** Opening Excerpted text block **
The virtual arm consisted of two segments representing the upper arm (length 1) and forearm (length 2). There were two joint angles for the two joints (shoulder: θ_sh; elbow: θ_el) that were allowed to vary from fully extended (θ_sh: −45°; θ_el: 0°) to fully flexed (θ_sh: 135°; θ_el: 135°; large range of angles to more fully test learning). For each joint, an extensor and flexor muscle (lengths m_ext and m_flex) always reflected the current joint angle in the relationship as follows:

$$m_{ext}=\frac{(\theta -{\theta }_{\min })}{{\theta }_{\max }-{\theta }_{\min }},$$ (2.1)

$$m_{flex}=1-m_{ext}.$$ (2.2)

Arm position updates were provided at 50 ms intervals, based on extensor and flexor EM (excitatory cells in the motor area) spike counts integrated from a 50 ms window that began 50 ms prior to update time (50 ms network-to-muscle propagation delay). The angle change $\Delta \theta =\mathcal{S}pike{s}_{flexor}-\mathcal{S}pike{s}_{extensor}$ for each joint was the difference between the corresponding EM spike counts from flexor and extensor populations during the prior interval, with each spike difference translating to a 1° rotation. For simplicity, the arm model did not contain physical attributes, such as mass and inertia. P drive activity updated after an additional 25 ms delay, which represented peripheral and subcortical processing. Reinforcement occurred every 50 ms with calculation of hand-to-target error. The target remained stationary during the simulation.
** Closing Excerpted text block **
** Opening Excerpted records block **
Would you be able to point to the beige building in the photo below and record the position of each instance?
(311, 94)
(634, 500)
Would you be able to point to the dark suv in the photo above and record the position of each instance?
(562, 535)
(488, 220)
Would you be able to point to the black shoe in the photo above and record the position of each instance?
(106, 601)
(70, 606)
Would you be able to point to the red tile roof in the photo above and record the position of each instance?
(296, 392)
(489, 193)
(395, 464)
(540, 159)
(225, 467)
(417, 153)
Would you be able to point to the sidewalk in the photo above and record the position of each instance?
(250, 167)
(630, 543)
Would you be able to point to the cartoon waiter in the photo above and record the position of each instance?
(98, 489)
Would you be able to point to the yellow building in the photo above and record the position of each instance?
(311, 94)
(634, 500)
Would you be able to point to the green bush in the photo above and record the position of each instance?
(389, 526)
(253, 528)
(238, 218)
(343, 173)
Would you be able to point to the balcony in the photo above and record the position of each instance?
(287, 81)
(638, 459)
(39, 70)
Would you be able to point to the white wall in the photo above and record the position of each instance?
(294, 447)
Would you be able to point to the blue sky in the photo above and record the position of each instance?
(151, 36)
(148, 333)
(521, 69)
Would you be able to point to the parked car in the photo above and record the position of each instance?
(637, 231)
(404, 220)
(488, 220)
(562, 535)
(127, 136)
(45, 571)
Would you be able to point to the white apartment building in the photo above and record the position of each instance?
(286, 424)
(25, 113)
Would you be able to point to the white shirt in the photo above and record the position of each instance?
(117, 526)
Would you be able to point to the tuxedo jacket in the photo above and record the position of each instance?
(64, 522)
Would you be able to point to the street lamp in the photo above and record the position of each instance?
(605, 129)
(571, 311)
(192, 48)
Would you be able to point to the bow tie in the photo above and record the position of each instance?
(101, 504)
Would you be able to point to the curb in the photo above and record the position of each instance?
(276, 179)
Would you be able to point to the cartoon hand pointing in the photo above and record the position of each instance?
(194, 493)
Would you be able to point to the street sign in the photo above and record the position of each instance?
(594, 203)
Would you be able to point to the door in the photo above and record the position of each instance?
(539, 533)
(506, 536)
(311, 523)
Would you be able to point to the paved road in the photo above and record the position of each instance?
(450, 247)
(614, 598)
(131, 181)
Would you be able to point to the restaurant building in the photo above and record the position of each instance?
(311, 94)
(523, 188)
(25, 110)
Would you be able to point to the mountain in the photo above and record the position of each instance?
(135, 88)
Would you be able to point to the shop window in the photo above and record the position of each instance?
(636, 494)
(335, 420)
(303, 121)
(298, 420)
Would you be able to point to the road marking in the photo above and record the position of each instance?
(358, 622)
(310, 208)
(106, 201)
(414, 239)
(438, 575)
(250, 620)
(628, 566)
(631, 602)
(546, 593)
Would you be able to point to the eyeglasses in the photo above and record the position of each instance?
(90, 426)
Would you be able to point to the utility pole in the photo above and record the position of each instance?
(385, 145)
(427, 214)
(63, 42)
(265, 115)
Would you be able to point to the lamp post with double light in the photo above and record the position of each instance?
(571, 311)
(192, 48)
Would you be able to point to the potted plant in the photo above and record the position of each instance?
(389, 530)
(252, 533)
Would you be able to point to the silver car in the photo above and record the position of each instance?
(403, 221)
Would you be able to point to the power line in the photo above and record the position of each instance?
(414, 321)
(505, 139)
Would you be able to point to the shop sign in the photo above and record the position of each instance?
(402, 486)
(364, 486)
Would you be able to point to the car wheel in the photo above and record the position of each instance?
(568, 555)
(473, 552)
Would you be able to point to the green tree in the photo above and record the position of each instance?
** Closing Excerpted records block **
## Explore the material
1: Duplicate the portion of the virtual arm description that begins at "Arm position updates" and ends at "during the simulation.".
2: According to the virtual arm description, what rotation does each spike difference produce?
3: Resume the virtual arm description after its final sentence.

## Answers for the tasks
1:
Arm position updates were provided at 50 ms intervals, based on extensor and flexor EM (excitatory cells in the motor area) spike counts integrated from a 50 ms window that began 50 ms prior to update time (50 ms network-to-muscle propagation delay). The angle change $\Delta \theta =\mathcal{S}pike{s}_{flexor}-\mathcal{S}pike{s}_{extensor}$ for each joint was the difference between the corresponding EM spike counts from flexor and extensor populations during the prior interval, with each spike difference translating to a 1° rotation. For simplicity, the arm model did not contain physical attributes, such as mass and inertia. P drive activity updated after an additional 25 ms delay, which represented peripheral and subcortical processing. Reinforcement occurred every 50 ms with calculation of hand-to-target error. The target remained stationary during the simulation.

2: Each spike difference translates to a 1° rotation.

3:
2.3 Actor: Unit Types and Interconnectivity

The actor consisted of the proprioceptive sensory (P), higher-order sensory (S), and motor (M) populations described in Figure 1. Details of the cell models are described below. Input to the S cells was provided by 192 P cells, representing muscle lengths in four groups (two flexor- and extensor-associated groups for each joint).

The rest of the network consisted of both S (sensory) and M (motor) cell populations. The S population included 192 excitatory cells (ES cells), 44 fast-spiking interneurons (IS), and 20 low-threshold spiking interneurons (ILS); similarly, the M network had 192 EM, 44 IM, and 20 ILM cells. The EM population was divided into four 48-cell subpopulations dedicated to extension and flexion about each joint, projecting to the extensor and flexor muscles. The number of excitatory and inhibitory cells within an area was selected to keep 75% (192/256) of the neurons as excitatory, to approximate the ratios in neocortex.

Cells were connected probabilistically (fixed convergence; variable divergence) with connection densities and initial synaptic weights varying depending on pre- and postsynaptic cell types (see Table 1). Connection densities were within the range determined experimentally, which are approximately 1% to 100% depending on pre- and postsynaptic cell type (Thomson, West, Wang, & Bannister, 2002; Thomson & Bannister, 2003; Bannister, 2005). Initial synaptic weights were set to relatively low values so as to resemble activity in vivo, which typically requires several presynaptic inputs to arrive within a short time window in order to activate a postsynaptic neuron.

Table 1.

Connectivity Parameters.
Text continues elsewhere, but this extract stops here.